DIRECTIONS: Write out each of the rows below verbatim, omitting any images.
━━━ EXERCISE INPUT
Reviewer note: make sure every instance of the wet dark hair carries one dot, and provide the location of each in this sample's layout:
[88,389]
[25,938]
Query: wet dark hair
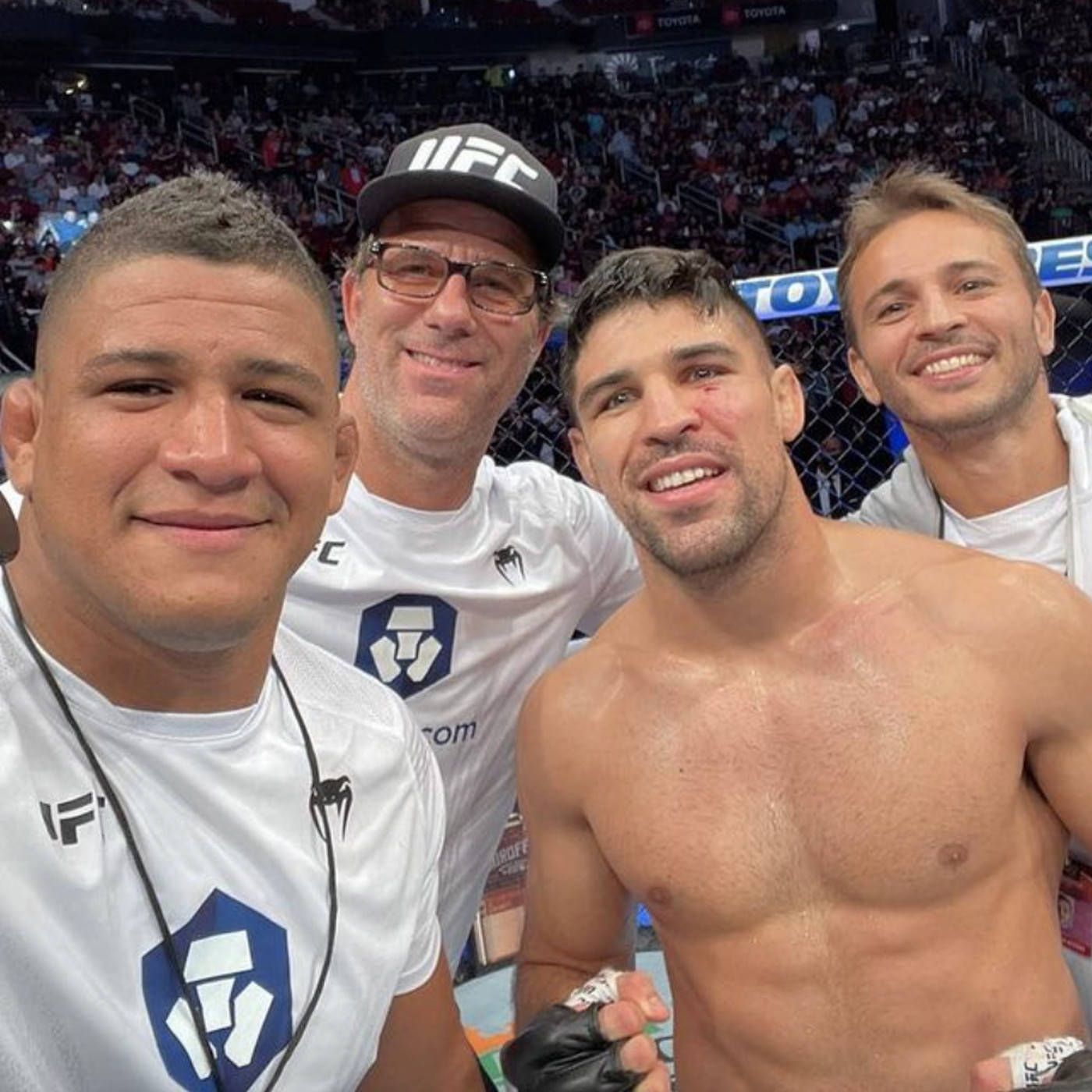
[649,275]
━━━━━━
ANSWER:
Reviewer note: make sure every instance of the wet dark hair carries one dot, and provide the location of each in this sample's layout:
[88,389]
[25,938]
Query: wet dark hair
[649,275]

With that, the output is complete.